Les enjeux du contrôle du monde numérique ressortent de l'antagonisme entre white hats et black hats, bricoleurs agissant dans la perspective de socialiser la micro-informatique et hakers mercenaires aux objectifs troubles ou malfaisants.
Le cas de R.Tappan Morris met en lumière la prolifération et le glissement quelques fois incontrôlé des intentions. Il est l'auteur du premier ver informatique. Lancé depuis le MIT, son invention avait pour but de dénombrer les machines connectées à Internet. Elle s'est démultiplié causant de nombreux dégâts et lui procurant un peu de notoriété et plusieurs condamnations en justice.
Rarement théorisé, l'ensemble des valeurs et des engagements qui parcourent l'espace virtuel, s'y fédèrent ou s'y heurtent, se décante à l'exposé de la déclaration d'indépendance du cyberespace de John Perry Barlow (Gouvernements du monde industrialisé, géants fatigués de chair et d'acier, je viens du cyberespace, le nouveau domicile de l'esprit… Vous n'êtes pas les bienvenus parmi nous. Vous n'avez aucune souveraineté sur le territoire où nous nous assemblons) et des manifestes d’Hakim Bey (pseudonyme de Peter Lamborn Wilson) promoteur d'un terrorisme poétique et d'un Web où surgissent pour aussitôt se volatiliser des zones d'autonomie temporaire.
La seconde approche de Contre-culture(s) consiste à accepter la parenthèse du titre et donc le fil conducteur d'un apparentement entre des mouvements éloignés dans le temps dont chacun porte un regard oblique et indocile sur son présent.

:::

- [Consigne]
Recopiez mot pour mot le passage du texte sur les hackers et le cyberespace qui commence à "Les enjeux du" et se termine à "condamnations en justice.".

:::

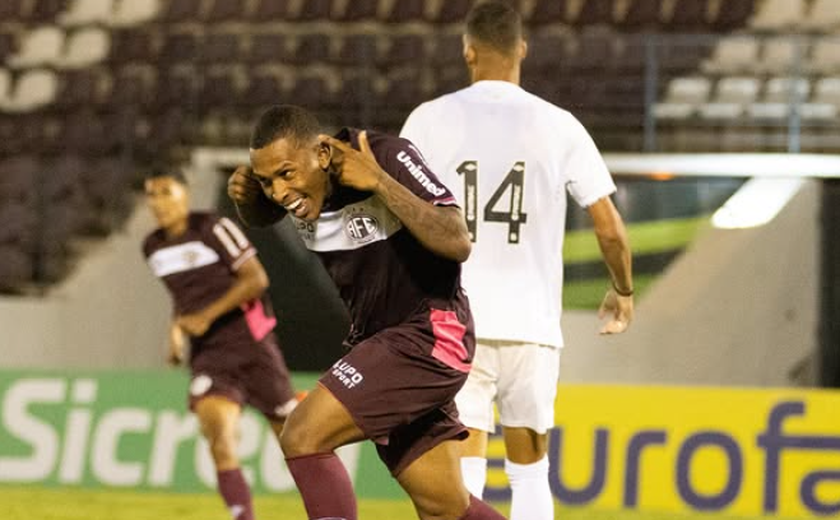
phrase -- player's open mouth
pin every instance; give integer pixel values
(297, 208)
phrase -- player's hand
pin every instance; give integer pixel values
(243, 187)
(194, 324)
(177, 344)
(357, 168)
(619, 310)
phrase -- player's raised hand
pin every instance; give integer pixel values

:::

- [Réponse]
Les enjeux du contrôle du monde numérique ressortent de l'antagonisme entre white hats et black hats, bricoleurs agissant dans la perspective de socialiser la micro-informatique et hakers mercenaires aux objectifs troubles ou malfaisants.
Le cas de R.Tappan Morris met en lumière la prolifération et le glissement quelques fois incontrôlé des intentions. Il est l'auteur du premier ver informatique. Lancé depuis le MIT, son invention avait pour but de dénombrer les machines connectées à Internet. Elle s'est démultiplié causant de nombreux dégâts et lui procurant un peu de notoriété et plusieurs condamnations en justice.